Dataset content:
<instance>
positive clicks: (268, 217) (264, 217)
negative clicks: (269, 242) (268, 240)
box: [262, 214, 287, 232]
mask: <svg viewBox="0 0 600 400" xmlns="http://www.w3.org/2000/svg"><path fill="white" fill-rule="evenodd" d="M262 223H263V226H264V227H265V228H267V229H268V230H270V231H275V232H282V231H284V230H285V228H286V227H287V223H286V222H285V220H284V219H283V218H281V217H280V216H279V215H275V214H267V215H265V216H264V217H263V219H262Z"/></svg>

Work request: All of the material, restated exactly, is the expected result.

Answer to this task:
<instance>
positive clicks: (268, 217) (264, 217)
negative clicks: (269, 242) (268, 240)
box: [262, 214, 287, 232]
mask: <svg viewBox="0 0 600 400" xmlns="http://www.w3.org/2000/svg"><path fill="white" fill-rule="evenodd" d="M262 223H263V226H264V227H265V228H267V229H268V230H270V231H275V232H282V231H284V230H285V228H286V227H287V223H286V222H285V220H284V219H283V218H281V217H280V216H279V215H275V214H267V215H265V216H264V217H263V219H262Z"/></svg>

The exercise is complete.